= TASK TO COMPLETE =
Lines containing the string "Target": how many are there below? Answer with the number only.

= DATA =

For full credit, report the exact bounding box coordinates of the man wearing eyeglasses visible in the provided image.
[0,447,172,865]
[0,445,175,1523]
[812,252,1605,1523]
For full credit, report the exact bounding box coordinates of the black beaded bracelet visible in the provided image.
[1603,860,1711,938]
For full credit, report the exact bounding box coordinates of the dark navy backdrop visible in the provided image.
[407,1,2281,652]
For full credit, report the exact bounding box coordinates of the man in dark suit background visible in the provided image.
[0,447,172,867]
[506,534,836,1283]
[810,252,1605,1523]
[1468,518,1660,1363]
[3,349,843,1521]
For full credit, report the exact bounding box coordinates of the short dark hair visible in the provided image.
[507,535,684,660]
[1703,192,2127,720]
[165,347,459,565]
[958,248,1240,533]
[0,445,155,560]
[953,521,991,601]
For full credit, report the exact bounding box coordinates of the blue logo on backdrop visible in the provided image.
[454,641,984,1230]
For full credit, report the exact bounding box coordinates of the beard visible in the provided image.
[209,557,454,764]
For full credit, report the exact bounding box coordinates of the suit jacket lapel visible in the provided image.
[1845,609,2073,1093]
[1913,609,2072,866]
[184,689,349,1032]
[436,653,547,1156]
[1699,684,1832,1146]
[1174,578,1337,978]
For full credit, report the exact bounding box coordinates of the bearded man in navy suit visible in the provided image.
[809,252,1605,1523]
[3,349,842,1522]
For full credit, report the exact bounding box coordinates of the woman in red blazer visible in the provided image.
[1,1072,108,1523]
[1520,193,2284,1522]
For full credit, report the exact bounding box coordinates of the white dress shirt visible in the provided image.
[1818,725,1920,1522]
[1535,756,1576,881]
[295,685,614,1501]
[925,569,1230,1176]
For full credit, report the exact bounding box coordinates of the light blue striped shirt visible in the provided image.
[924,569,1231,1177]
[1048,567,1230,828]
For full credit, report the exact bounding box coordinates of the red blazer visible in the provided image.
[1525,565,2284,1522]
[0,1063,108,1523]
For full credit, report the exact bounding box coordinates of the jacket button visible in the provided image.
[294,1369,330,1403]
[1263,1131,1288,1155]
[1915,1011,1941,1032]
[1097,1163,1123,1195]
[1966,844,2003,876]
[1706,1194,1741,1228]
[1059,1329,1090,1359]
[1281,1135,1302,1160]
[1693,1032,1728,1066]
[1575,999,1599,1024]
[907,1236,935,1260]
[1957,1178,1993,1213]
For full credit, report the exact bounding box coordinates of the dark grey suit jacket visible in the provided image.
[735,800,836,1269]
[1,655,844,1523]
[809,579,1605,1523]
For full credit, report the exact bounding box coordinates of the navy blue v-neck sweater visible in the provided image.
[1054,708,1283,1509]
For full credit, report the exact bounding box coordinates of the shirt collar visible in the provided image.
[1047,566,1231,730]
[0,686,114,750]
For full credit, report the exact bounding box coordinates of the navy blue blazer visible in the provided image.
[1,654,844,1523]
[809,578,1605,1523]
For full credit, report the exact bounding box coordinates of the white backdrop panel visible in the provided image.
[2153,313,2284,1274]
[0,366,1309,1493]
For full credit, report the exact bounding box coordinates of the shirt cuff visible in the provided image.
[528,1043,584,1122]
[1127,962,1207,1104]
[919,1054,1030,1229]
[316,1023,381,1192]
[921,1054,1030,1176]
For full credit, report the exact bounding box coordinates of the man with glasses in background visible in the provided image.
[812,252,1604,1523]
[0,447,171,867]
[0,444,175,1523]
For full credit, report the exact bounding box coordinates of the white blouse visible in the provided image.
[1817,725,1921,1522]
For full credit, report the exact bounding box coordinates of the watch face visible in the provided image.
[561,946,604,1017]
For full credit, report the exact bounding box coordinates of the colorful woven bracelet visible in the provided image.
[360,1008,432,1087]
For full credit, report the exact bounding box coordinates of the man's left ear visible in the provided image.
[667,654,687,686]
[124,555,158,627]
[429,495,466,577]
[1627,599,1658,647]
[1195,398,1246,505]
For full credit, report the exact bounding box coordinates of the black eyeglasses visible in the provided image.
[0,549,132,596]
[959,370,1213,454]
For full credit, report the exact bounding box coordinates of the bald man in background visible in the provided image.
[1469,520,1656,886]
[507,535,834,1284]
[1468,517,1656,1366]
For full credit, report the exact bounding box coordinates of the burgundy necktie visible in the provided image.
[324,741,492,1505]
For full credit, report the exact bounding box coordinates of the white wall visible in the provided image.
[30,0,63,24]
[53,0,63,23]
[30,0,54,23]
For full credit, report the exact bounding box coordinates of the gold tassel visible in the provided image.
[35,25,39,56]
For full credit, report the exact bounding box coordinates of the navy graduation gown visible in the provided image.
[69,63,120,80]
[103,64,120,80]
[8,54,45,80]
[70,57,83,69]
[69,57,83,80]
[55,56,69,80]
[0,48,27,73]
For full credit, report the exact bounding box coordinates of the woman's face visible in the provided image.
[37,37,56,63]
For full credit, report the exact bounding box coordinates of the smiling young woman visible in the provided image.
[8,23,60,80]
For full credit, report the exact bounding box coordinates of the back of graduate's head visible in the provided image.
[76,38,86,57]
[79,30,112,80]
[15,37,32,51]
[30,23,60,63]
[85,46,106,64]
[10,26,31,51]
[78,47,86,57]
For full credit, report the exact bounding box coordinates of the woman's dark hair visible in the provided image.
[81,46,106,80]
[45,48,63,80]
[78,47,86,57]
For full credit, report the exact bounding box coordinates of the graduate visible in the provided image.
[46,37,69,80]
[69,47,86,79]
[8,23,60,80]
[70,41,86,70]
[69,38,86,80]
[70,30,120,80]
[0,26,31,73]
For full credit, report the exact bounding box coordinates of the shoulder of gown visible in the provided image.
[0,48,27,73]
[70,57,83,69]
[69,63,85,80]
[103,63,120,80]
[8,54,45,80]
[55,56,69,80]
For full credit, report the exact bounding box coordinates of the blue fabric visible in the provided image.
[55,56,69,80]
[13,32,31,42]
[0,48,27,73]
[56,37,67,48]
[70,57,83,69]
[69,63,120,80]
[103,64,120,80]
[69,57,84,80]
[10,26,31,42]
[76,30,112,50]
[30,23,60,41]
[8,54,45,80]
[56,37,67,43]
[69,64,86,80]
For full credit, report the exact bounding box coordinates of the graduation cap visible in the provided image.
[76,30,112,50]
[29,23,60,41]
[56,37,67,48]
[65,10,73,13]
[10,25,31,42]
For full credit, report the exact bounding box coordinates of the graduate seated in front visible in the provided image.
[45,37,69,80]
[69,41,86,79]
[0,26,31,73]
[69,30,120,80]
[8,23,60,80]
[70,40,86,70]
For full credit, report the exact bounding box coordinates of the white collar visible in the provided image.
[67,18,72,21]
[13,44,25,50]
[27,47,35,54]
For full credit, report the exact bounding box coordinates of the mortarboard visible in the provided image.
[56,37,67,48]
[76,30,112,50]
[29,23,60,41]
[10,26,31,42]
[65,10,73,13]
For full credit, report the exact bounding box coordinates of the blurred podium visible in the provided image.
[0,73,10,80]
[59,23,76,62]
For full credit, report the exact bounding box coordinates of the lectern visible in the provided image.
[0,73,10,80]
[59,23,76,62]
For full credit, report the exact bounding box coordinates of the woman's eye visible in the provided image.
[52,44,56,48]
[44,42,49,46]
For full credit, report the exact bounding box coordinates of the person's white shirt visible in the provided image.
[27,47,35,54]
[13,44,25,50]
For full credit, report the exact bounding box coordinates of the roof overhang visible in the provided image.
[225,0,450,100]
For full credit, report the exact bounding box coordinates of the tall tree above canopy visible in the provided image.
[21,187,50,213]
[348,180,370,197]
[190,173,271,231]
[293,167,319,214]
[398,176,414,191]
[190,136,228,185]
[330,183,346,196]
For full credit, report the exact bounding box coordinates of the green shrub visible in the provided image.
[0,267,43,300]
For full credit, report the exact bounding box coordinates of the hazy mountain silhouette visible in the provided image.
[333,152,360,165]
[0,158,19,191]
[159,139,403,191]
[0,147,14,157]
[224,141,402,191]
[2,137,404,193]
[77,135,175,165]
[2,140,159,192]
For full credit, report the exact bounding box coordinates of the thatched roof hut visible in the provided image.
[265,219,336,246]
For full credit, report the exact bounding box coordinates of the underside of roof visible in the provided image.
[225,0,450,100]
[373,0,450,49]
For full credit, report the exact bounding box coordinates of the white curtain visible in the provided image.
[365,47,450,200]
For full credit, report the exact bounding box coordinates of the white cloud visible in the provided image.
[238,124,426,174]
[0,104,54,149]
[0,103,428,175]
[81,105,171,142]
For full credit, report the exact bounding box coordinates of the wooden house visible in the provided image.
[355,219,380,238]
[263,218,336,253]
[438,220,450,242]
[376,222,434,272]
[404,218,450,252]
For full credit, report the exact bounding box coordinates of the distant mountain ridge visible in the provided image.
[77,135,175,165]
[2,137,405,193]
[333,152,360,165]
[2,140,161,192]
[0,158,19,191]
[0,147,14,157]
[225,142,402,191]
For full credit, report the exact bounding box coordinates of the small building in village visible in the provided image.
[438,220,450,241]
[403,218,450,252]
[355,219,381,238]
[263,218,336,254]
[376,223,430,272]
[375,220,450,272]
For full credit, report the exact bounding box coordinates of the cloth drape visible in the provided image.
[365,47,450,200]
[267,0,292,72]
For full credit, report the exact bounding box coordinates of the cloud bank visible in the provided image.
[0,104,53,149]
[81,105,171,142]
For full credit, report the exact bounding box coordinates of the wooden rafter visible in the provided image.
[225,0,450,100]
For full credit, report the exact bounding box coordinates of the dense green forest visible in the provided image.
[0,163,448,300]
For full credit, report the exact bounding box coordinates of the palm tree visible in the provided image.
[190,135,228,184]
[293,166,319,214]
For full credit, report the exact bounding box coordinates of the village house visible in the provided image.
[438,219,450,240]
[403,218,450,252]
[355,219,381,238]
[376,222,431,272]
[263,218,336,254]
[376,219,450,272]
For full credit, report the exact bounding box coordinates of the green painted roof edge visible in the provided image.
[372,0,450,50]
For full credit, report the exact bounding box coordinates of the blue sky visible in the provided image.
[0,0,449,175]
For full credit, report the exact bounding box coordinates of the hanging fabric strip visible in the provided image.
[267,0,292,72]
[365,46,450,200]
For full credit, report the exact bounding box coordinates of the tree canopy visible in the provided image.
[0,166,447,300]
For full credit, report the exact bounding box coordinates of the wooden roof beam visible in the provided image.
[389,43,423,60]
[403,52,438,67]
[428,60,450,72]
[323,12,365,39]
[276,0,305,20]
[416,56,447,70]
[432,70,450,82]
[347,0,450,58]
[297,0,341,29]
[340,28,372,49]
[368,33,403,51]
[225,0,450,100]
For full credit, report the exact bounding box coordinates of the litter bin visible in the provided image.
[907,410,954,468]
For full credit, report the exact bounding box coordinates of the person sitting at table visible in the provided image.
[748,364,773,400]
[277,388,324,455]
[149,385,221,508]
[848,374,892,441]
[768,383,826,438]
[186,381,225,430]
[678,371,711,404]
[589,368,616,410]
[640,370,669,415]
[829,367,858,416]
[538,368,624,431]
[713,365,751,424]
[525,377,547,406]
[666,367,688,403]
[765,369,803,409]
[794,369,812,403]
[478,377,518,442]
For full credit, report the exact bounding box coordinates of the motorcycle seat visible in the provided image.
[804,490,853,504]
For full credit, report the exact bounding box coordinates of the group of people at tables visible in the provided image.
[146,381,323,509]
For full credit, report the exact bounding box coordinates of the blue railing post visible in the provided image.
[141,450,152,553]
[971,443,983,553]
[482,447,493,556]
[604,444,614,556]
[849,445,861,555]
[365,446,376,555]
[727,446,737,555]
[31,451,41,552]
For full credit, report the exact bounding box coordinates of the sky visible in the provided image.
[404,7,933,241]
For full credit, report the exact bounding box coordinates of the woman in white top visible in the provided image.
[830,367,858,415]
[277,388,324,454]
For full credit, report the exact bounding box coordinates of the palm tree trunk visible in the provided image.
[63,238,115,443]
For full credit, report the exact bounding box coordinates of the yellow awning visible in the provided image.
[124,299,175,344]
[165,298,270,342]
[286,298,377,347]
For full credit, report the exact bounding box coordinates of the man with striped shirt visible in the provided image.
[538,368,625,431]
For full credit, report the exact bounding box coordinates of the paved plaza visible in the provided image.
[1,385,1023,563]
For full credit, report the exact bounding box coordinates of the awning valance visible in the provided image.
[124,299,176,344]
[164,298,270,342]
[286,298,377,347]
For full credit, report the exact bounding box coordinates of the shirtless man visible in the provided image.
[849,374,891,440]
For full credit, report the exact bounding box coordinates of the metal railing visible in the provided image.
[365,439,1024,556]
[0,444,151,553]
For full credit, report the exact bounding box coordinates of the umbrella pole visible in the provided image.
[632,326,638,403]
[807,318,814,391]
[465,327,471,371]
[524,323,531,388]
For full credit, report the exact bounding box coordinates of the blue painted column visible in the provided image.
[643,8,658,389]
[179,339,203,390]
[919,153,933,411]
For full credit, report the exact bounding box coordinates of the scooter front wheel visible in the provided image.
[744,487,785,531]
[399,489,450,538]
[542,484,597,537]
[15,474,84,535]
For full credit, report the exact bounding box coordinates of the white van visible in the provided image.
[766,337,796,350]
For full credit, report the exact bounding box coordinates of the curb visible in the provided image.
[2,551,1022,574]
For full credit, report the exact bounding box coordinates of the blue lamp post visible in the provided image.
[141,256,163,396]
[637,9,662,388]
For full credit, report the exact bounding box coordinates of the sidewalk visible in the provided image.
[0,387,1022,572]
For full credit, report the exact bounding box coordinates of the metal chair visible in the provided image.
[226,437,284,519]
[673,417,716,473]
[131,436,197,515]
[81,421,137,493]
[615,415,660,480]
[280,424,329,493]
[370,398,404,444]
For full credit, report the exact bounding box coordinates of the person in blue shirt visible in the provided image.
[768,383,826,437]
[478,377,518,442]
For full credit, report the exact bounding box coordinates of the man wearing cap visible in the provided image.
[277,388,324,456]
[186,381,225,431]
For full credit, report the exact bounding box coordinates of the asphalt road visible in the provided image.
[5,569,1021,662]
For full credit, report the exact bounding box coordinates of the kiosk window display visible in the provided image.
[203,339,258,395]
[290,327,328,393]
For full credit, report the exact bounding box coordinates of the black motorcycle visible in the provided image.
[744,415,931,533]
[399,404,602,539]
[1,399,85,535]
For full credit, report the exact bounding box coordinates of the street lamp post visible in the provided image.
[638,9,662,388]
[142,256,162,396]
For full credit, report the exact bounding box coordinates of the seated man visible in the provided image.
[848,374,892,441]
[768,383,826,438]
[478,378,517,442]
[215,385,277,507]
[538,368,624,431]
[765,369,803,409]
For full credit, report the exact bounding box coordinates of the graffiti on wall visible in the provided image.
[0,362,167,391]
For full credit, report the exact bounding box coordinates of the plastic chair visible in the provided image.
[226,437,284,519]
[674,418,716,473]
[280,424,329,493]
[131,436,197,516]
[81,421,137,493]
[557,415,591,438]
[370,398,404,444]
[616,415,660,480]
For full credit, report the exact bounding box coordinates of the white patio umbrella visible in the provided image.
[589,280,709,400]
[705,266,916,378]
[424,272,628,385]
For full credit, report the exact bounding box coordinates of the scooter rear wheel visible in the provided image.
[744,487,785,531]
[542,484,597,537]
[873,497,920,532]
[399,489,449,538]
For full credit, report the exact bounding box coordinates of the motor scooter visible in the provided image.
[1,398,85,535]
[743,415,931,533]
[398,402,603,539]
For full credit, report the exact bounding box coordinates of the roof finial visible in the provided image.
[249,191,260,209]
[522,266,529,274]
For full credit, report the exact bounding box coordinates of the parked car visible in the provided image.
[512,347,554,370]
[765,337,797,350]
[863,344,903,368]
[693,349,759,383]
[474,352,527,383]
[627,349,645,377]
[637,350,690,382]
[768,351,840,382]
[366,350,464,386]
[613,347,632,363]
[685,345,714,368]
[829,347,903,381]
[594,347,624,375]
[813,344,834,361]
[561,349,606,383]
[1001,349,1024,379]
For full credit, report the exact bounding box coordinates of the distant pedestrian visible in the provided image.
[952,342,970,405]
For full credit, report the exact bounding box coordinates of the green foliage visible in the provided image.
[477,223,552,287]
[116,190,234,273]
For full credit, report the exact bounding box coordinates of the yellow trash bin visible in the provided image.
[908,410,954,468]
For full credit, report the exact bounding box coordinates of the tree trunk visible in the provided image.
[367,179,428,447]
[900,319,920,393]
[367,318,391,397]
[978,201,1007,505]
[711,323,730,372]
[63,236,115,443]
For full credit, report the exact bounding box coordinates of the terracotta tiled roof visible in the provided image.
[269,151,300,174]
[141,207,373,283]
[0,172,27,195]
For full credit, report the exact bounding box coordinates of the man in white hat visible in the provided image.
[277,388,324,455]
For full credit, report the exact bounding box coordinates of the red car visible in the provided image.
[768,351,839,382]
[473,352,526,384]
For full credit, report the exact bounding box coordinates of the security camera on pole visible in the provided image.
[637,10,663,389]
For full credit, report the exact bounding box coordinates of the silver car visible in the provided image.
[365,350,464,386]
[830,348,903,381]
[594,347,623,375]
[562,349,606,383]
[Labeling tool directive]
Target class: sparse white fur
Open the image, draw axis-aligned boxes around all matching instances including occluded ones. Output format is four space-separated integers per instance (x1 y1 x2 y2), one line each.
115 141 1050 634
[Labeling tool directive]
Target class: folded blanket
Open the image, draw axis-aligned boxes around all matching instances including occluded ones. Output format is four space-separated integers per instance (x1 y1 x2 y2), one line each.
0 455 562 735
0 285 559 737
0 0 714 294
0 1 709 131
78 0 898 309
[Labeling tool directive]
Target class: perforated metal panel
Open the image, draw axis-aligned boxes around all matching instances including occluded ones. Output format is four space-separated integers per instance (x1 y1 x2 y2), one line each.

= OUTPUT BELOW =
3